→ What to produce:
Can you convert every nonblank line of the entries below into a Markdown table with two columns, Number for the row count and Text for the line itself?

--- Begin Listed records ---

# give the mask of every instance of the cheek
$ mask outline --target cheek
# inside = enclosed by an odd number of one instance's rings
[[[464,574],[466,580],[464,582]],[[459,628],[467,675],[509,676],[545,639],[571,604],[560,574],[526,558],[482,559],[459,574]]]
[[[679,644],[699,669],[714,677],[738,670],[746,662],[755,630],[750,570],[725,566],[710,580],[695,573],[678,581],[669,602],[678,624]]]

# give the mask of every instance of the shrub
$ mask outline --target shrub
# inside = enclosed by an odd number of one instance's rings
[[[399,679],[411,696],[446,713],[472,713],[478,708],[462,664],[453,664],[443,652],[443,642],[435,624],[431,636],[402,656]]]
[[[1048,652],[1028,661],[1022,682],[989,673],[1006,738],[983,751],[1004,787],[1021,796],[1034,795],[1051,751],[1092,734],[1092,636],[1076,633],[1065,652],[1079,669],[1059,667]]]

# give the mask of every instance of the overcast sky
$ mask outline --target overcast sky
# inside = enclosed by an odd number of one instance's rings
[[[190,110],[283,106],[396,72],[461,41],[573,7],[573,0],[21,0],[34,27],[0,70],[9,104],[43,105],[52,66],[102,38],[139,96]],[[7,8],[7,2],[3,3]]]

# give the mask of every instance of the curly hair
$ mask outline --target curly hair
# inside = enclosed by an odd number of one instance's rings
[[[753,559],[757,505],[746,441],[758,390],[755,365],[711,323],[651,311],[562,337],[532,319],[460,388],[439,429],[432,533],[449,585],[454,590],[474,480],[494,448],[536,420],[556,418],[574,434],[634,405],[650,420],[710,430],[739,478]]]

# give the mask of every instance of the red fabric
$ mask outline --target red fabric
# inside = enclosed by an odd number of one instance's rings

--- End Listed records ---

→ Exercise result:
| Number | Text |
|---|---|
| 1 | # give the mask of every instance of the cheek |
| 2 | $ mask outline --target cheek |
| 3 | # inside = enclosed by an odd number of one instance's rings |
| 4 | [[[464,574],[466,580],[464,582]],[[459,628],[467,675],[509,676],[545,639],[571,604],[560,574],[526,558],[482,559],[459,574]]] |
| 5 | [[[679,644],[699,669],[714,677],[738,670],[746,662],[755,630],[750,570],[725,566],[710,580],[695,573],[678,581],[669,602],[678,624]]] |
| 6 | # give the mask of every instance of the shrub |
| 7 | $ mask outline --target shrub |
| 8 | # inside = enclosed by an odd number of one instance's rings |
| 9 | [[[399,679],[411,696],[446,713],[472,713],[478,708],[462,664],[453,664],[443,652],[443,642],[435,624],[431,636],[402,656]]] |
| 10 | [[[1048,652],[1028,661],[1022,682],[989,673],[1006,738],[983,751],[1004,787],[1021,796],[1034,795],[1051,751],[1092,734],[1092,636],[1076,633],[1065,652],[1079,669],[1059,667]]] |
| 11 | # give the mask of every instance of the overcast sky |
| 12 | $ mask outline --target overcast sky |
| 13 | # inside = enclosed by an odd number of one instance's rings |
| 14 | [[[190,110],[283,106],[396,72],[461,41],[573,7],[573,0],[21,0],[34,27],[0,70],[9,104],[43,105],[52,66],[102,38],[139,96]],[[7,8],[7,2],[3,3]]] |
| 15 | # give the mask of every instance of the curly hair |
| 16 | $ mask outline --target curly hair |
| 17 | # inside = enclosed by an odd number of one instance's rings |
| 18 | [[[753,559],[757,505],[746,441],[758,390],[755,365],[711,323],[651,311],[562,337],[532,319],[460,388],[439,429],[432,533],[449,585],[454,590],[474,480],[494,448],[536,420],[556,418],[574,434],[634,405],[650,420],[710,430],[739,478]]] |
| 19 | # give the mask of every instance of the red fabric |
| 20 | $ mask outline --target red fabric |
| 21 | # inside = enclosed by an odd number of one instance's rings |